**Quellenauszug:**
|---|
# Höchster befahrbare Trail ...



## Dougster (13. Oktober 2009)

.... in Bayern, Österreich, Italien oder Schweiz.
Wo finde ich den hoechsten Punkt in oben besagten Regionen (wohne in Muenchen) , den man mit dem Bike befahren kann (ein bisschen Schieben inklusive )  ).
Danke fuer Antwort

Höhenmetermaschine Dougster


----------



## Pflogger (13. Oktober 2009)

Wenn ich " höchster " in Verbindung mit Deutschland lese fällt mir spontan die Zugspitze ein

http://www.gps-tour.info/de/touren/detail.712.html

http://www.mountainbikeurlaub.com/m...ountainbike-tirol/mountainbike-zugspitze.html


----------



## MTB-News.de




----------



## rsu (13. Oktober 2009)

Mit nur ein bisschen Schieben (bergauf) wirds aber nix mit der Zugspitze oder man hat einen guten Draht zu den Jungs von der Bergbahn 

Schau eingach mal in den Hochtouren Beitrag unter Galerie, dort findest Du einige der höchsten "bikebaren" Berge in D, CH und AU wenn auch ohne Namensbezeichnung. Die Zugspitze ist auch dabei


----------



## jan84 (13. Oktober 2009)
|---|
**Arbeitsanweisung:** Entnimm dem Forumsthread über den höchsten befahrbaren Trail wortgetreu alles von „## rsu (13.“ bis hinunter zu „jan84 (13. Oktober 2009)“. Die Einträge stammen aus einer anderen Quelle als der Forumsthread.
|---|
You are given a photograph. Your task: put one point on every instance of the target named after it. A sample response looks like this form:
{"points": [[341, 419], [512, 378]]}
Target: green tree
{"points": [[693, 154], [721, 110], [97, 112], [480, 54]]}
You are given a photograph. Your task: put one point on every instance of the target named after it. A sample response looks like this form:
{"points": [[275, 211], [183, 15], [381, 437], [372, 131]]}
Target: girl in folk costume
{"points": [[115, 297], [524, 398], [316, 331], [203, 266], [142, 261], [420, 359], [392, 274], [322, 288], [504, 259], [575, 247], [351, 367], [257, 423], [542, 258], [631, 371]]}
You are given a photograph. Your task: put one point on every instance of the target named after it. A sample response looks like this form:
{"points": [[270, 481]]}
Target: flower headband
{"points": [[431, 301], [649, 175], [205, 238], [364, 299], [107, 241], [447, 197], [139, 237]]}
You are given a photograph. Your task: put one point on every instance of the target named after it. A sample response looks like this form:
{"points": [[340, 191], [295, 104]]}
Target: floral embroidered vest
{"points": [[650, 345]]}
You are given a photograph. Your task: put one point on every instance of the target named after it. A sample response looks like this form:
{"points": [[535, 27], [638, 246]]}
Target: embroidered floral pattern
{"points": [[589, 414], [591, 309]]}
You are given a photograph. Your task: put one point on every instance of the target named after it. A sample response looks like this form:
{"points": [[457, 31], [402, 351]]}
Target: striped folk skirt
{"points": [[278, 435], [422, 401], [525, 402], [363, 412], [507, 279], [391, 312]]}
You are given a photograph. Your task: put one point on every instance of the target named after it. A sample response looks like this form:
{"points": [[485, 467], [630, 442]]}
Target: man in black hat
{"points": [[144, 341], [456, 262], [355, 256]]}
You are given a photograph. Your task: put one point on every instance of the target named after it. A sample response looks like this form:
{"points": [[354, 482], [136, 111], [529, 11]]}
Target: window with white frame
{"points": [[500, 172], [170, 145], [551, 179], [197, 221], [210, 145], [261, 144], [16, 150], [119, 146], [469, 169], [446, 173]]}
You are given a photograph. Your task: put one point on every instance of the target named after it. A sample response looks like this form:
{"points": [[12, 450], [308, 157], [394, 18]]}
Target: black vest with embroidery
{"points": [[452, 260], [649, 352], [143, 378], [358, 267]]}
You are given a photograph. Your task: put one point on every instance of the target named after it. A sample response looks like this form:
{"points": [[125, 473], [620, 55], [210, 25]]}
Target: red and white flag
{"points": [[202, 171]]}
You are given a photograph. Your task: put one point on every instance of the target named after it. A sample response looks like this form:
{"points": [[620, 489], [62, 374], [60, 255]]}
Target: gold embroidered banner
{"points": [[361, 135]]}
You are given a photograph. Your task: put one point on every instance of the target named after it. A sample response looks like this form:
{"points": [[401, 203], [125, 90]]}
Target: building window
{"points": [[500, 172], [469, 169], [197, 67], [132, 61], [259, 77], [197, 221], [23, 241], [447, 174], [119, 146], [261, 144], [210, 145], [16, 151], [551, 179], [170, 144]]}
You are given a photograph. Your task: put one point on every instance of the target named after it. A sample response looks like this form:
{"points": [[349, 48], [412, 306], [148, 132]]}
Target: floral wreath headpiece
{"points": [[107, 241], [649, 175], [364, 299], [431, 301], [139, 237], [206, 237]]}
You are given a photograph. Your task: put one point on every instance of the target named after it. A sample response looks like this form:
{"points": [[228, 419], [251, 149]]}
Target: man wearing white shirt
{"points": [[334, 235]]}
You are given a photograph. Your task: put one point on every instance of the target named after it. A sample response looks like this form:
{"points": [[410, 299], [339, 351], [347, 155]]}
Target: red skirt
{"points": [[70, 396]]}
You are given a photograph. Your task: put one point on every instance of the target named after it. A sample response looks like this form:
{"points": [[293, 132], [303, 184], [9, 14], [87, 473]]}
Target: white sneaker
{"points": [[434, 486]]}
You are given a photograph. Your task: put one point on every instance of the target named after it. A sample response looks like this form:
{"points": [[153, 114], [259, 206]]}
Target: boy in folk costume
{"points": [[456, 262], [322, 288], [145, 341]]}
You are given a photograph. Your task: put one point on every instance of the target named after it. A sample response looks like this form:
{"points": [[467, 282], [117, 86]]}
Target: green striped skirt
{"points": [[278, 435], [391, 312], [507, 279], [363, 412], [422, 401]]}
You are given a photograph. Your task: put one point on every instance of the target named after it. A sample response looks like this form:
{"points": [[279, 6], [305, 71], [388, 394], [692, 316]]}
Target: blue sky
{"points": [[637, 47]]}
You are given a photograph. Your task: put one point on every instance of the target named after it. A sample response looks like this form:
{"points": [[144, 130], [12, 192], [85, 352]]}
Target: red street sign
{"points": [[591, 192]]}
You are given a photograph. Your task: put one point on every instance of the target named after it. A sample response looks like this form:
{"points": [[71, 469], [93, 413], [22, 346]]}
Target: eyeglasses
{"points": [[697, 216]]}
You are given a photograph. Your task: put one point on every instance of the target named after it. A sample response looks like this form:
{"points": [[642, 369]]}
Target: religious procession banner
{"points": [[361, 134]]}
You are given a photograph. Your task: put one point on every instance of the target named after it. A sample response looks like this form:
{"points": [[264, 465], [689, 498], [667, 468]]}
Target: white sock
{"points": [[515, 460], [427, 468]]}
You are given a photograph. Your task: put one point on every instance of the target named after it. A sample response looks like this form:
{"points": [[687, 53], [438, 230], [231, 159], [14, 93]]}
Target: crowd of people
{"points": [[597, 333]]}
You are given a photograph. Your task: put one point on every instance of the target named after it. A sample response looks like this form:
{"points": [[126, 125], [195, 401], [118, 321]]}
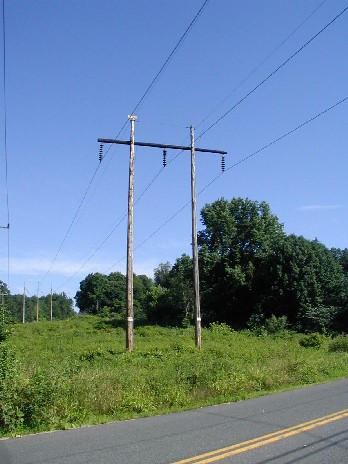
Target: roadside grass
{"points": [[63, 374]]}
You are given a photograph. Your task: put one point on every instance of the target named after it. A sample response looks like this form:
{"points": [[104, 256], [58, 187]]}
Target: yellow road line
{"points": [[238, 448]]}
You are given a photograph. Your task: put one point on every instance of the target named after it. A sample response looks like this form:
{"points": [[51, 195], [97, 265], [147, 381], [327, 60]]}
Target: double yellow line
{"points": [[248, 445]]}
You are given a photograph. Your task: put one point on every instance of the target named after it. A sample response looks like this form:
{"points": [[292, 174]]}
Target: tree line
{"points": [[62, 306], [250, 270]]}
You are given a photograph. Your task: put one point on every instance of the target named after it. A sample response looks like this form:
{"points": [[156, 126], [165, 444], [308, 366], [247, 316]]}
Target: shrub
{"points": [[275, 324], [314, 340], [339, 344]]}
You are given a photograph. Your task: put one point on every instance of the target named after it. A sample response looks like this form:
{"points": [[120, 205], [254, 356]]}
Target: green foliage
{"points": [[313, 340], [238, 235], [78, 372], [172, 301], [102, 294], [339, 344], [319, 319], [274, 325], [62, 307]]}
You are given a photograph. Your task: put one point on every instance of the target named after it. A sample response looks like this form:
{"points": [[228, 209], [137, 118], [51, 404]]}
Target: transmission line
{"points": [[274, 72], [147, 91], [5, 143], [262, 62], [246, 158], [230, 110]]}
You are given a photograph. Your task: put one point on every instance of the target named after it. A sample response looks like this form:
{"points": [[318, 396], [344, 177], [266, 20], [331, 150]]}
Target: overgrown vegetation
{"points": [[63, 374], [286, 296]]}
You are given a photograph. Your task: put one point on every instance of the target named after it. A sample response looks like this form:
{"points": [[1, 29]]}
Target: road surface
{"points": [[300, 426]]}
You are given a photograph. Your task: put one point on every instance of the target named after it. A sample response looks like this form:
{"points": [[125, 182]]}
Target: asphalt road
{"points": [[308, 425]]}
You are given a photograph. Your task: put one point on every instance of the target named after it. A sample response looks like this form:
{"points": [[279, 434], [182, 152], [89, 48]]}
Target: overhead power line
{"points": [[274, 72], [217, 121], [262, 62], [5, 143], [147, 91], [243, 160]]}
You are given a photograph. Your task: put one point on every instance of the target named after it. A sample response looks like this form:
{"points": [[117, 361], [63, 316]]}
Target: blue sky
{"points": [[74, 71]]}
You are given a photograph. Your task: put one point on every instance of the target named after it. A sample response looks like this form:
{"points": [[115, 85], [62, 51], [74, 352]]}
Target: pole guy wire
{"points": [[5, 142], [147, 91], [229, 111], [246, 158]]}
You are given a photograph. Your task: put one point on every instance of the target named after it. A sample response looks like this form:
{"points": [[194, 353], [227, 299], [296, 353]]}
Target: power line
{"points": [[246, 158], [273, 72], [262, 62], [147, 91], [5, 143], [244, 80], [224, 115]]}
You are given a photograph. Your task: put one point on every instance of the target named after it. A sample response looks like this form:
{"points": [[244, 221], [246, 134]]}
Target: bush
{"points": [[314, 340], [339, 344], [275, 324]]}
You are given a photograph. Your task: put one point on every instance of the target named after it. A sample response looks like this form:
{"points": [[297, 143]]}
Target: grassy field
{"points": [[62, 374]]}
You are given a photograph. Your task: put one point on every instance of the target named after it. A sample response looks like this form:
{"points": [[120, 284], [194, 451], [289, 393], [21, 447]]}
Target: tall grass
{"points": [[77, 372]]}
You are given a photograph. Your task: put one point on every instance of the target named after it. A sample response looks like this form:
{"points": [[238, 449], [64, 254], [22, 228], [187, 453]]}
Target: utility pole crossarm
{"points": [[161, 145]]}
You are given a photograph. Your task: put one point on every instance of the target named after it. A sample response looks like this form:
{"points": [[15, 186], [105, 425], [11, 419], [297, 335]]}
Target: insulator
{"points": [[223, 164]]}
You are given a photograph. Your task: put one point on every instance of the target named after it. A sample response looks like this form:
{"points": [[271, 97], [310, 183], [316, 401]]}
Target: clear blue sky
{"points": [[76, 68]]}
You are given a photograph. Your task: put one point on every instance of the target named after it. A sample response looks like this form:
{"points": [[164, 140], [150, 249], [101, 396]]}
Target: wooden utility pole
{"points": [[193, 150], [130, 311], [197, 304], [37, 302], [23, 308], [51, 306]]}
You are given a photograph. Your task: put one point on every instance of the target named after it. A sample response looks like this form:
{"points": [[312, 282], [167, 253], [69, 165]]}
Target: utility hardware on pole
{"points": [[193, 150], [130, 312], [37, 302]]}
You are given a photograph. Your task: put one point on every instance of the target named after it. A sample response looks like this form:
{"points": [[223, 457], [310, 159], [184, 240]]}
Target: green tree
{"points": [[301, 280], [99, 292], [102, 294], [238, 235], [171, 302]]}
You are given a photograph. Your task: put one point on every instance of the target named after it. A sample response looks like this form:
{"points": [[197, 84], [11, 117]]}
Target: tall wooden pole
{"points": [[37, 302], [51, 306], [130, 313], [193, 149], [23, 309], [197, 305]]}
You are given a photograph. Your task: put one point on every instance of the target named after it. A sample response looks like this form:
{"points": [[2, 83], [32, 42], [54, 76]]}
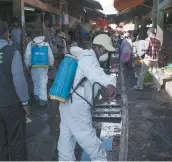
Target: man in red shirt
{"points": [[152, 48]]}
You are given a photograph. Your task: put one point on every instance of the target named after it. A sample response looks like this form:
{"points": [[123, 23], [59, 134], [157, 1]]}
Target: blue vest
{"points": [[64, 79], [39, 56]]}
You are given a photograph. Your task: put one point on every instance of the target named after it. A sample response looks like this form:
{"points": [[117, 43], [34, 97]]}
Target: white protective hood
{"points": [[39, 39], [76, 51]]}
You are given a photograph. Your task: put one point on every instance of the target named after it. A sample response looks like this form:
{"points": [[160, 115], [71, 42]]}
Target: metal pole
{"points": [[43, 23]]}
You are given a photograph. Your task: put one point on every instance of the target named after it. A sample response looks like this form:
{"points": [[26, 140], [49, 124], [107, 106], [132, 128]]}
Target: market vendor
{"points": [[152, 51]]}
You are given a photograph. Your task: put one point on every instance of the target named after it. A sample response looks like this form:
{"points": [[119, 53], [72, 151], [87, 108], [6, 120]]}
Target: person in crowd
{"points": [[16, 33], [13, 101], [152, 49], [126, 49], [119, 41], [62, 36], [39, 74], [76, 120]]}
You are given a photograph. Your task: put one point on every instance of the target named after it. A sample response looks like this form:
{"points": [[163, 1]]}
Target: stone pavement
{"points": [[150, 118]]}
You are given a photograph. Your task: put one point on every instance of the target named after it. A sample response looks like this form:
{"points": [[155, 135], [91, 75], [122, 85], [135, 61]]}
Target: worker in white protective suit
{"points": [[39, 75], [76, 119]]}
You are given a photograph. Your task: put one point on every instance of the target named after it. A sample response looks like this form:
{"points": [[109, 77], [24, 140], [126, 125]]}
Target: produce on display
{"points": [[148, 78]]}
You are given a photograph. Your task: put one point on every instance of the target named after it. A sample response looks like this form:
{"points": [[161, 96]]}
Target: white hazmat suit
{"points": [[39, 75], [76, 119]]}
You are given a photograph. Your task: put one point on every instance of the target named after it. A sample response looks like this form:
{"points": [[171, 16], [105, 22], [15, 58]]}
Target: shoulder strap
{"points": [[77, 86]]}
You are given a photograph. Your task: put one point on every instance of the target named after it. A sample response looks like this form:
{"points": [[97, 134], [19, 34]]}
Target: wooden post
{"points": [[160, 23], [154, 12], [18, 10]]}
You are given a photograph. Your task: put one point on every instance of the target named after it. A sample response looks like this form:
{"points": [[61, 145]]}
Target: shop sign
{"points": [[165, 4]]}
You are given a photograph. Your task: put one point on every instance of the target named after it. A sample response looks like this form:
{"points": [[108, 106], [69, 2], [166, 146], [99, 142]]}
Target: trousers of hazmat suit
{"points": [[76, 119], [39, 75]]}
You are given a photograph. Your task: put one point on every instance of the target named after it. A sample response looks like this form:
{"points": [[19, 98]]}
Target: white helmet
{"points": [[127, 34], [105, 41]]}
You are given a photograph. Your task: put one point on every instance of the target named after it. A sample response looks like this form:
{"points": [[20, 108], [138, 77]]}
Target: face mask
{"points": [[104, 57]]}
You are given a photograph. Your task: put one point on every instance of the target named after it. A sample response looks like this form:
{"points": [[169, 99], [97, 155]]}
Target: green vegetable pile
{"points": [[148, 78]]}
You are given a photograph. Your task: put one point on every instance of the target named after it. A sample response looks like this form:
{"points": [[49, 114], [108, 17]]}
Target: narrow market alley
{"points": [[150, 117], [85, 80]]}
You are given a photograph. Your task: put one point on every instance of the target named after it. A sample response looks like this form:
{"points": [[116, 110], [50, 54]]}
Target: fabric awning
{"points": [[126, 4]]}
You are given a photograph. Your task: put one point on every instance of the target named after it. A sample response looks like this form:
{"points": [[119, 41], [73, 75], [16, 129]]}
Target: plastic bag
{"points": [[126, 51], [140, 48]]}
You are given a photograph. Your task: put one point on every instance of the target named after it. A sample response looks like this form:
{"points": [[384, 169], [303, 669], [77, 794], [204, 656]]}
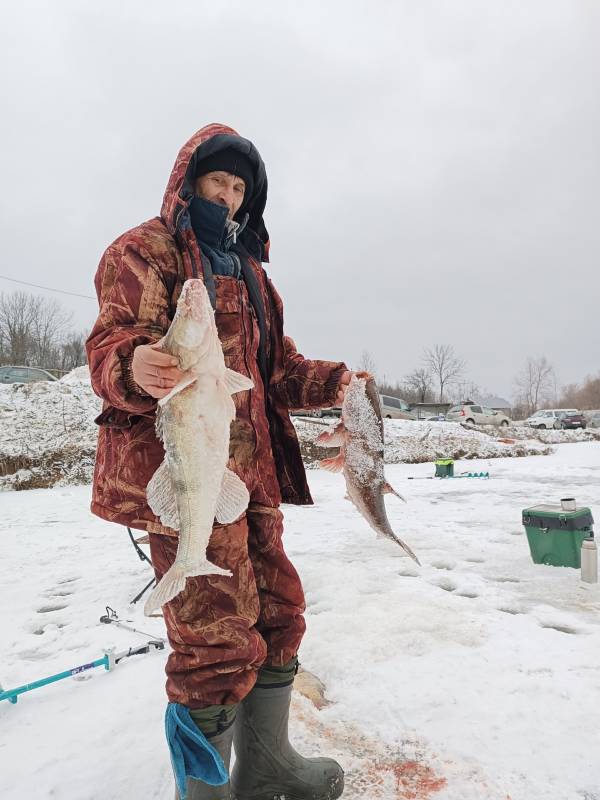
|---|
**Lösung:**
## rsu (13. Oktober 2009)

Mit nur ein bisschen Schieben (bergauf) wirds aber nix mit der Zugspitze oder man hat einen guten Draht zu den Jungs von der Bergbahn 

Schau eingach mal in den Hochtouren Beitrag unter Galerie, dort findest Du einige der höchsten "bikebaren" Berge in D, CH und AU wenn auch ohne Namensbezeichnung. Die Zugspitze ist auch dabei


----------



## jan84 (13. Oktober 2009)